● Task requirements:
Copy out all of the data below word for word, line by line, without changing anything.
------------------------------------
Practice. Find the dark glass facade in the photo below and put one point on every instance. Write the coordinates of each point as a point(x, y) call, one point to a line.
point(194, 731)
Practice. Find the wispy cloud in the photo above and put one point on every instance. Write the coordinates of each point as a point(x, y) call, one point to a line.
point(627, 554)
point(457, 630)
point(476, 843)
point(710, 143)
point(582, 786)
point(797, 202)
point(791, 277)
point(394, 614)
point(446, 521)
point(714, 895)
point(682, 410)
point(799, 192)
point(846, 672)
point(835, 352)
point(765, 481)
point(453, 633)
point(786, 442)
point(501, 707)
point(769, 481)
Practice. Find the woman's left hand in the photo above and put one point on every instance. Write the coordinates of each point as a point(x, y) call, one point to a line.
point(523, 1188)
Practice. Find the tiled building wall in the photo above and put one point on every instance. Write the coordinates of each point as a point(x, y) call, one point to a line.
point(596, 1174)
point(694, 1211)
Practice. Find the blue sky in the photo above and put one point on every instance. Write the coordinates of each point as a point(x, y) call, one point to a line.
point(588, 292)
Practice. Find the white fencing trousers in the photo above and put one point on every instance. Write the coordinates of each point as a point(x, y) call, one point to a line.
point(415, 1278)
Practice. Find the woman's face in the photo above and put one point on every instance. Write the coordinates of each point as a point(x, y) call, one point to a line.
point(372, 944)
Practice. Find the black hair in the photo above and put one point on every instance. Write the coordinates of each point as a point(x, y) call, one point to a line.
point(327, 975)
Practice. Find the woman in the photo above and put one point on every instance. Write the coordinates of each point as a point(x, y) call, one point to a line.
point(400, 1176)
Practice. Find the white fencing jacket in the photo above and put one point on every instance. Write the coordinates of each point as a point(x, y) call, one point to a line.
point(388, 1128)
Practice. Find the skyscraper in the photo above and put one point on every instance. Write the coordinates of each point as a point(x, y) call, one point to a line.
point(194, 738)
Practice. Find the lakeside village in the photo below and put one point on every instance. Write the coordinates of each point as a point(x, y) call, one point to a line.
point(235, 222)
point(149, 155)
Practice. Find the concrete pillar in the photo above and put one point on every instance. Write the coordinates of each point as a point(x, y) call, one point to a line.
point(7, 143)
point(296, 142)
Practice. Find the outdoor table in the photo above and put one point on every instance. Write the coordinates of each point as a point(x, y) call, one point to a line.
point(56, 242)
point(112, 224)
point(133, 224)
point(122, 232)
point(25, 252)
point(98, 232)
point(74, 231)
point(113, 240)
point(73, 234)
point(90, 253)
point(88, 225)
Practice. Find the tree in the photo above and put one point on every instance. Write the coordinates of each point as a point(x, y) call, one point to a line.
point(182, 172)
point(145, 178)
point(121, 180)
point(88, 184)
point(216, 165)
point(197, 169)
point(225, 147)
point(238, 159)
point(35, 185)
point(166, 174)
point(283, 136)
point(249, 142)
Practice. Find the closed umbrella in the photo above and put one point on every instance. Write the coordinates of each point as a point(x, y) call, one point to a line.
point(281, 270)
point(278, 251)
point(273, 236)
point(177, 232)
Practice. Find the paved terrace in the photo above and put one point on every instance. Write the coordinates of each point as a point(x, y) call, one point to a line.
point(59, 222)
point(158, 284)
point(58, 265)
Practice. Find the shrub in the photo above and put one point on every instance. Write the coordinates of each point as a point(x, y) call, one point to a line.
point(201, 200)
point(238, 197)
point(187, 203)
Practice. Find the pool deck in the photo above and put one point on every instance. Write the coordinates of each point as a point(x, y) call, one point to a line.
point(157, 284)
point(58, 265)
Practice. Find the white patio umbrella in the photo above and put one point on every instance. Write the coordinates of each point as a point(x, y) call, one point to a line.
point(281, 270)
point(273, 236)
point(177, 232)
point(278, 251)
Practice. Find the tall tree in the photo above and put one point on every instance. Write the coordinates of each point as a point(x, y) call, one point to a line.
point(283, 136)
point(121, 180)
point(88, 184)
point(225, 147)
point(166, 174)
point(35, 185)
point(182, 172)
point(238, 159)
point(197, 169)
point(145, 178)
------------------------------------
● Task answer:
Practice. Find the dark glass facade in the photo below and put one point on every instance. Write the coordinates of each point as a point(x, y) call, one point to a line.
point(194, 731)
Practice. Find the wispy cloud in the photo above and put one point on every instance. Write the coordinates of each point as a point(x, y) call, one point to a line.
point(627, 554)
point(457, 630)
point(476, 843)
point(710, 143)
point(582, 786)
point(797, 202)
point(791, 277)
point(394, 614)
point(446, 521)
point(714, 895)
point(682, 410)
point(799, 192)
point(846, 672)
point(835, 352)
point(765, 481)
point(453, 633)
point(786, 442)
point(501, 707)
point(769, 481)
Practice. Find the woman's left hand in the photo above and put one point on every instance. Write the coordinates of each point as a point(x, y) call, one point to a line.
point(523, 1188)
Practice. Find the tiled building wall in the photo above and put one point on every instance. Write the coordinates of each point as a point(x, y) call, one point to a line.
point(596, 1174)
point(694, 1211)
Practice. Find the blue sky in the photo above and put one point on every instance. Write the coordinates of each point as a point(x, y) call, one point to a line.
point(588, 292)
Practice. Find the white fencing trousers in the photo above and put one point on every instance. Write the coordinates of each point as a point(x, y) call, one point to a line.
point(415, 1278)
Practice. Find the woman's face in the photo above and put one point on every instance. Write the coordinates of each point as a point(x, y) call, one point to a line.
point(372, 944)
Practice. Find the black hair in the photo above and put one point on every instance. Write the coordinates of each point as a point(x, y) call, one point to a line.
point(327, 975)
Practice. Find the woman in the photo above and put one point on every instance. Write the coordinates of each point as a point(x, y) call, one point to a line.
point(400, 1176)
Practice. Find the white fencing jacket in the photo above and put one point on every instance. Write the coordinates of each point as a point(x, y) call, one point to a line.
point(388, 1128)
Practice. Find the skyscraper in the photo above and put one point on every instance. Write the coordinates of each point as a point(x, y) call, one point to a line.
point(194, 738)
Practice. Find the lakeside village in the photo below and put one point on every instance. Write the coordinates of each point as a point(x, y) call, one point to a line.
point(235, 222)
point(149, 155)
Practice. Find the concrete pillar in the photo above and put one point on every instance. Write the coordinates of each point as a point(x, y) call, one point to a line.
point(7, 143)
point(296, 142)
Practice. Find the outdoor table in the photo above and put one point on every instance. Write the coordinates of each point as a point(x, y) call, one point to a line.
point(56, 242)
point(112, 224)
point(133, 224)
point(122, 232)
point(25, 252)
point(98, 232)
point(74, 231)
point(113, 240)
point(73, 234)
point(90, 253)
point(88, 225)
Practice. Find the tree in the photo above and put one point on every instance. Write the coordinates of each point as a point(x, y) call, one point to a line.
point(182, 172)
point(145, 178)
point(121, 180)
point(88, 184)
point(216, 165)
point(197, 169)
point(225, 147)
point(238, 159)
point(35, 185)
point(166, 174)
point(283, 136)
point(249, 142)
Practice. Find the closed umbrella in the photo above and put one point on every instance. Write the coordinates of each point as a point(x, y) call, one point to a line.
point(281, 270)
point(278, 251)
point(273, 236)
point(177, 232)
Practice. Find the paved terrace in the photo above and put one point on every instance. Write the coordinates of each point as a point(x, y) call, one point to a line.
point(59, 222)
point(158, 284)
point(58, 265)
Practice. Find the shrub in the photo above and put one point on every instance. Write the coordinates of each point as a point(x, y) call, one point to a line.
point(201, 200)
point(238, 197)
point(187, 203)
Practice. Find the pool deck in the photo above and put one point on every instance. Write the coordinates of each point as a point(x, y) call, one point to a line.
point(157, 284)
point(58, 265)
Practice. Find the white patio umbrella in the photo above and put one point on every instance. Write the coordinates of each point as a point(x, y) call, one point to a line.
point(281, 270)
point(273, 236)
point(177, 232)
point(278, 251)
Practice. Find the tall tree in the photo above and put one point on every instance. Write the coordinates of each point as a point(x, y) call, one point to a line.
point(283, 136)
point(121, 180)
point(88, 184)
point(225, 147)
point(166, 174)
point(35, 185)
point(182, 172)
point(238, 159)
point(197, 169)
point(145, 178)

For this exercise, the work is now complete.